REQUIREMENTS: Copy the rows below from the line containing "Could you please locate the red radish" through the last row, inclusive, with "bounding box" changed to "enclosing rectangle" and nothing else altered. Leave the pictures out.

EXCERPTED DATA:
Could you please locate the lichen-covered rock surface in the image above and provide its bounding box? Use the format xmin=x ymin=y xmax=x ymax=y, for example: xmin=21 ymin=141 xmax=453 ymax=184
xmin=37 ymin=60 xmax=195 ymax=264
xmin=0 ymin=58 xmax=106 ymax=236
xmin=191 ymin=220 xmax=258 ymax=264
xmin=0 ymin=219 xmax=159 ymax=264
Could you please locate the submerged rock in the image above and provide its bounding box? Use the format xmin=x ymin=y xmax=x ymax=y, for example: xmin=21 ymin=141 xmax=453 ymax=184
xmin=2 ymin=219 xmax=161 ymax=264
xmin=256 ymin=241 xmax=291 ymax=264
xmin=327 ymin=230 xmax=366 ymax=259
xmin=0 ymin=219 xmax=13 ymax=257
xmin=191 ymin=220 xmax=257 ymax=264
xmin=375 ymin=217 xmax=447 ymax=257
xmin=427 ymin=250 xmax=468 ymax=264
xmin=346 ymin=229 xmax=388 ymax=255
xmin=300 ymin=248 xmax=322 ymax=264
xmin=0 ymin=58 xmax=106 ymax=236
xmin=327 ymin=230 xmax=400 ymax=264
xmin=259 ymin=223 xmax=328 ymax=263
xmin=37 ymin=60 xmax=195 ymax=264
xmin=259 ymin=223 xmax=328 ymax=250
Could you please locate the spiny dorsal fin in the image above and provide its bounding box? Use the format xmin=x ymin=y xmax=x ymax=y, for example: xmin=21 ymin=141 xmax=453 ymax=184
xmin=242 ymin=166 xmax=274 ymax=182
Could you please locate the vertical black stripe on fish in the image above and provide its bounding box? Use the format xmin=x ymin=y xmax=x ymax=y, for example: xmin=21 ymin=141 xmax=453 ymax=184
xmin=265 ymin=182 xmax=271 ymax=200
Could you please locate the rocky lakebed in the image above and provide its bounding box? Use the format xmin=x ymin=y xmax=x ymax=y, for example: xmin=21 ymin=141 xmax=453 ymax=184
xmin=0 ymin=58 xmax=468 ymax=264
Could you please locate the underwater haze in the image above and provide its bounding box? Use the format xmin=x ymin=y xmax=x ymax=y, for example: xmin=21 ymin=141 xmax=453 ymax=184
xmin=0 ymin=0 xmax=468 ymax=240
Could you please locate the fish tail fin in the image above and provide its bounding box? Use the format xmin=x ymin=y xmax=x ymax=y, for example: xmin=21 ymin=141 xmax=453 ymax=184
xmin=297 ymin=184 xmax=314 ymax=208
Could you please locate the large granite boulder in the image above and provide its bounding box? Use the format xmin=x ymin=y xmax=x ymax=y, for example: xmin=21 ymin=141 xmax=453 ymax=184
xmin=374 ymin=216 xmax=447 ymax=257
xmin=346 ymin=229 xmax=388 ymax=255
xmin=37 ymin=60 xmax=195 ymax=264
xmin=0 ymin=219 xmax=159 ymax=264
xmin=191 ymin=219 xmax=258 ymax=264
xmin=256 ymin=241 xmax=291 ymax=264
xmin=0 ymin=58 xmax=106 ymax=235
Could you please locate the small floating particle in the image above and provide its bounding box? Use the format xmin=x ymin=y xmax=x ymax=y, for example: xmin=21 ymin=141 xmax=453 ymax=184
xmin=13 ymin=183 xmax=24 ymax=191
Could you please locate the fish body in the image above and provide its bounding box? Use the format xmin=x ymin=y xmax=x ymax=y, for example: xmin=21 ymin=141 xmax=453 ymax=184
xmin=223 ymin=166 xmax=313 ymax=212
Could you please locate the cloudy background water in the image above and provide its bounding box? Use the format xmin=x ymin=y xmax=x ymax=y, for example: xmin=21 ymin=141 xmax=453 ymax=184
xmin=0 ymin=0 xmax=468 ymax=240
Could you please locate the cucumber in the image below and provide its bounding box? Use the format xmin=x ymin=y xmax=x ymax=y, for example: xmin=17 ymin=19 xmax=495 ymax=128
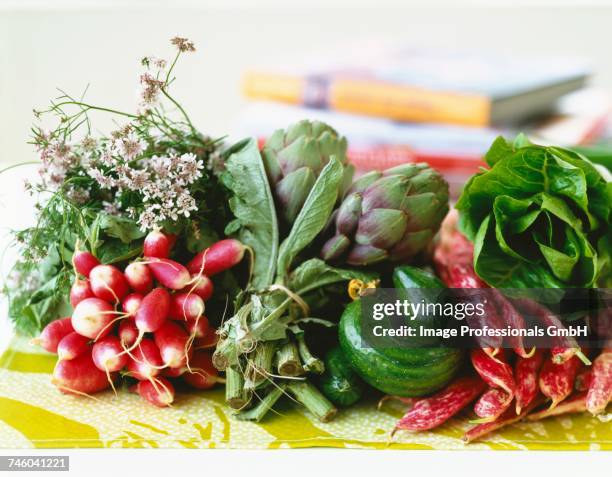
xmin=319 ymin=346 xmax=364 ymax=407
xmin=338 ymin=266 xmax=463 ymax=397
xmin=393 ymin=265 xmax=446 ymax=289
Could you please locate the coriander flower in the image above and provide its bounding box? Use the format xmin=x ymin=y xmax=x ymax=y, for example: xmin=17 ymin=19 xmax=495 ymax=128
xmin=66 ymin=186 xmax=89 ymax=205
xmin=140 ymin=72 xmax=165 ymax=107
xmin=117 ymin=133 xmax=147 ymax=161
xmin=170 ymin=36 xmax=195 ymax=53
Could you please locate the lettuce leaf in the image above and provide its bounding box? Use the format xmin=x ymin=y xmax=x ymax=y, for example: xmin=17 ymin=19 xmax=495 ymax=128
xmin=456 ymin=136 xmax=612 ymax=288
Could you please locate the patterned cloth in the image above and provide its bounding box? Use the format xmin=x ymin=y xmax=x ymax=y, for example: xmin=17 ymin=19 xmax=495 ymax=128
xmin=0 ymin=340 xmax=612 ymax=450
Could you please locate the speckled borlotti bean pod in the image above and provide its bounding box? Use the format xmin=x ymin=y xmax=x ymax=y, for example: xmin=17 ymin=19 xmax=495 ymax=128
xmin=527 ymin=393 xmax=586 ymax=421
xmin=539 ymin=356 xmax=581 ymax=408
xmin=586 ymin=348 xmax=612 ymax=414
xmin=393 ymin=376 xmax=486 ymax=432
xmin=474 ymin=388 xmax=514 ymax=422
xmin=514 ymin=349 xmax=544 ymax=414
xmin=463 ymin=397 xmax=542 ymax=444
xmin=514 ymin=298 xmax=591 ymax=364
xmin=470 ymin=349 xmax=516 ymax=395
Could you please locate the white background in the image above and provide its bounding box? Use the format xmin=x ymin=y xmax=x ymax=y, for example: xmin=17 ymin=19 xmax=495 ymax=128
xmin=0 ymin=0 xmax=612 ymax=477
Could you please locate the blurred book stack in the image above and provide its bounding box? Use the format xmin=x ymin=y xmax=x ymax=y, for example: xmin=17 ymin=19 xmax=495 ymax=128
xmin=236 ymin=48 xmax=612 ymax=194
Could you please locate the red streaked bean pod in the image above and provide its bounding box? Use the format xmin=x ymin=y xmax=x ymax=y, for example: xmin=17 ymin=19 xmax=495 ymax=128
xmin=527 ymin=392 xmax=586 ymax=421
xmin=474 ymin=388 xmax=514 ymax=421
xmin=514 ymin=349 xmax=544 ymax=414
xmin=490 ymin=288 xmax=533 ymax=358
xmin=574 ymin=366 xmax=593 ymax=392
xmin=463 ymin=398 xmax=543 ymax=444
xmin=539 ymin=356 xmax=582 ymax=408
xmin=586 ymin=348 xmax=612 ymax=414
xmin=470 ymin=349 xmax=516 ymax=396
xmin=514 ymin=298 xmax=591 ymax=364
xmin=393 ymin=376 xmax=486 ymax=432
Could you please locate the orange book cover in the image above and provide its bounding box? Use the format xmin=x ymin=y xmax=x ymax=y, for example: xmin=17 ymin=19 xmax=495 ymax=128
xmin=243 ymin=48 xmax=589 ymax=127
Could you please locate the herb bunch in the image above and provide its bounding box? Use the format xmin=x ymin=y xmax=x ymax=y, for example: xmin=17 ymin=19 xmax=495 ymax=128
xmin=4 ymin=37 xmax=229 ymax=334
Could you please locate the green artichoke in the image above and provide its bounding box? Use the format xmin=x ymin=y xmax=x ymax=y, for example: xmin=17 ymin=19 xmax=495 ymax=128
xmin=262 ymin=120 xmax=354 ymax=224
xmin=321 ymin=163 xmax=448 ymax=265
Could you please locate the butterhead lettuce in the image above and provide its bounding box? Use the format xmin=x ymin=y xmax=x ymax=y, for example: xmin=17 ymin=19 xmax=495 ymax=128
xmin=456 ymin=136 xmax=612 ymax=288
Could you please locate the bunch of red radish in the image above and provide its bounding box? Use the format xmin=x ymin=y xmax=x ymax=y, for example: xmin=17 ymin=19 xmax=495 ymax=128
xmin=35 ymin=231 xmax=245 ymax=407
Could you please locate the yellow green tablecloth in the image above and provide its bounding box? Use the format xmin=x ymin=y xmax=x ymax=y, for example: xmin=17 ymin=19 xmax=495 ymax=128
xmin=0 ymin=340 xmax=612 ymax=450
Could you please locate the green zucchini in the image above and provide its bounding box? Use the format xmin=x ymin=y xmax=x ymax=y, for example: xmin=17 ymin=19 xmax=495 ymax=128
xmin=319 ymin=346 xmax=364 ymax=407
xmin=338 ymin=267 xmax=463 ymax=397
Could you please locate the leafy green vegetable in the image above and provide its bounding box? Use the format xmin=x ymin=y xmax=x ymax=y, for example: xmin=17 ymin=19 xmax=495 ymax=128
xmin=213 ymin=123 xmax=375 ymax=419
xmin=221 ymin=139 xmax=278 ymax=289
xmin=277 ymin=156 xmax=344 ymax=280
xmin=456 ymin=136 xmax=612 ymax=288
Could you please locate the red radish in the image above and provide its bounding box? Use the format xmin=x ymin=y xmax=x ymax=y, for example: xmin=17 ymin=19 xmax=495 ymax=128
xmin=135 ymin=288 xmax=170 ymax=334
xmin=181 ymin=275 xmax=214 ymax=301
xmin=168 ymin=293 xmax=204 ymax=320
xmin=71 ymin=298 xmax=117 ymax=340
xmin=91 ymin=335 xmax=128 ymax=373
xmin=185 ymin=316 xmax=209 ymax=338
xmin=187 ymin=239 xmax=246 ymax=277
xmin=70 ymin=278 xmax=95 ymax=308
xmin=193 ymin=328 xmax=219 ymax=349
xmin=154 ymin=321 xmax=189 ymax=368
xmin=32 ymin=317 xmax=74 ymax=353
xmin=119 ymin=318 xmax=138 ymax=346
xmin=123 ymin=262 xmax=153 ymax=295
xmin=57 ymin=331 xmax=89 ymax=360
xmin=183 ymin=351 xmax=219 ymax=389
xmin=51 ymin=353 xmax=110 ymax=394
xmin=89 ymin=265 xmax=130 ymax=303
xmin=121 ymin=293 xmax=144 ymax=318
xmin=136 ymin=378 xmax=174 ymax=407
xmin=143 ymin=230 xmax=176 ymax=258
xmin=127 ymin=339 xmax=163 ymax=381
xmin=146 ymin=257 xmax=191 ymax=290
xmin=72 ymin=250 xmax=100 ymax=277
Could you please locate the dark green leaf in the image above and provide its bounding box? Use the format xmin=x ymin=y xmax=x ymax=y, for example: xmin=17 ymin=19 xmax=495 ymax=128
xmin=99 ymin=213 xmax=145 ymax=244
xmin=277 ymin=156 xmax=344 ymax=280
xmin=222 ymin=139 xmax=278 ymax=289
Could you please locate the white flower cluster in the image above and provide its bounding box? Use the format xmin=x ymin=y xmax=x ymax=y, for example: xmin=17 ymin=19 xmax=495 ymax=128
xmin=31 ymin=122 xmax=204 ymax=230
xmin=86 ymin=132 xmax=204 ymax=230
xmin=38 ymin=132 xmax=78 ymax=192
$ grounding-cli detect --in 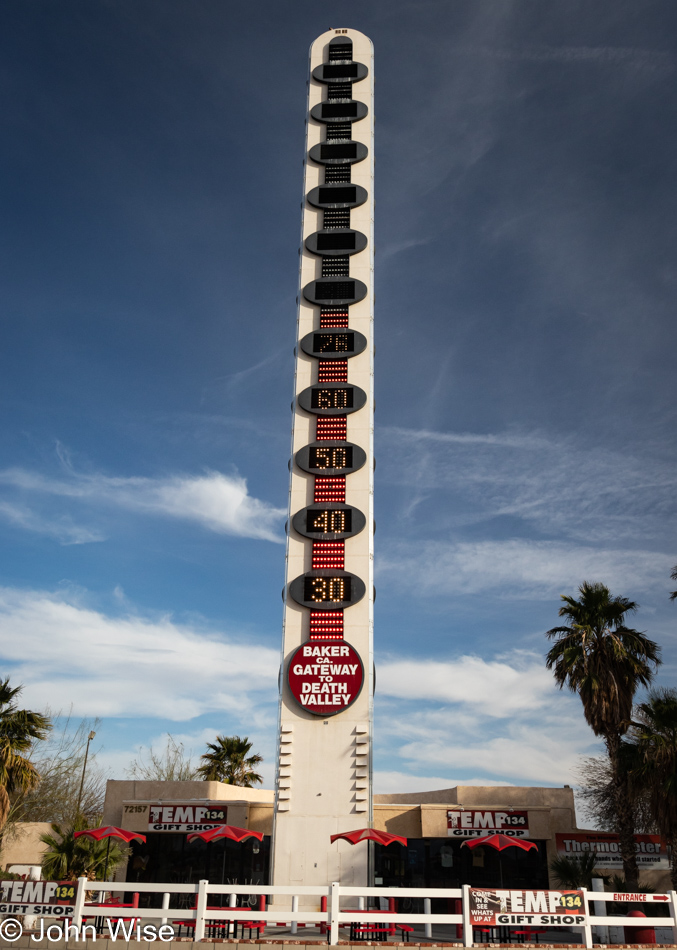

SOLVED EXERCISE:
Could you please locate the red radish in the image above and provide its enclosing rectangle? Use the format xmin=x ymin=y xmax=x ymax=y, for example: xmin=17 ymin=19 xmax=495 ymax=128
xmin=135 ymin=288 xmax=170 ymax=334
xmin=181 ymin=275 xmax=214 ymax=301
xmin=168 ymin=293 xmax=204 ymax=320
xmin=71 ymin=298 xmax=117 ymax=340
xmin=91 ymin=335 xmax=128 ymax=373
xmin=185 ymin=316 xmax=209 ymax=338
xmin=187 ymin=239 xmax=246 ymax=277
xmin=70 ymin=278 xmax=95 ymax=308
xmin=193 ymin=328 xmax=219 ymax=349
xmin=154 ymin=321 xmax=189 ymax=368
xmin=32 ymin=317 xmax=74 ymax=353
xmin=119 ymin=318 xmax=138 ymax=346
xmin=123 ymin=262 xmax=153 ymax=295
xmin=57 ymin=331 xmax=89 ymax=360
xmin=183 ymin=351 xmax=219 ymax=389
xmin=51 ymin=353 xmax=110 ymax=394
xmin=89 ymin=265 xmax=130 ymax=303
xmin=121 ymin=293 xmax=144 ymax=318
xmin=136 ymin=378 xmax=174 ymax=407
xmin=143 ymin=230 xmax=176 ymax=258
xmin=127 ymin=339 xmax=163 ymax=381
xmin=146 ymin=257 xmax=191 ymax=290
xmin=72 ymin=250 xmax=100 ymax=277
Could you please locate the dark green leaf in the image above and provide its enclosing rectangle? Use the format xmin=x ymin=y xmax=x ymax=y, for example: xmin=17 ymin=19 xmax=495 ymax=128
xmin=99 ymin=213 xmax=145 ymax=244
xmin=277 ymin=156 xmax=344 ymax=280
xmin=222 ymin=139 xmax=278 ymax=289
Could you please locate the white flower cluster in the image above and provide its enclosing rectangle? Use the format xmin=x ymin=y xmax=x ymax=y, for example: xmin=17 ymin=19 xmax=495 ymax=128
xmin=31 ymin=122 xmax=204 ymax=230
xmin=86 ymin=132 xmax=204 ymax=230
xmin=38 ymin=132 xmax=78 ymax=192
$ grounding-cli detect --in 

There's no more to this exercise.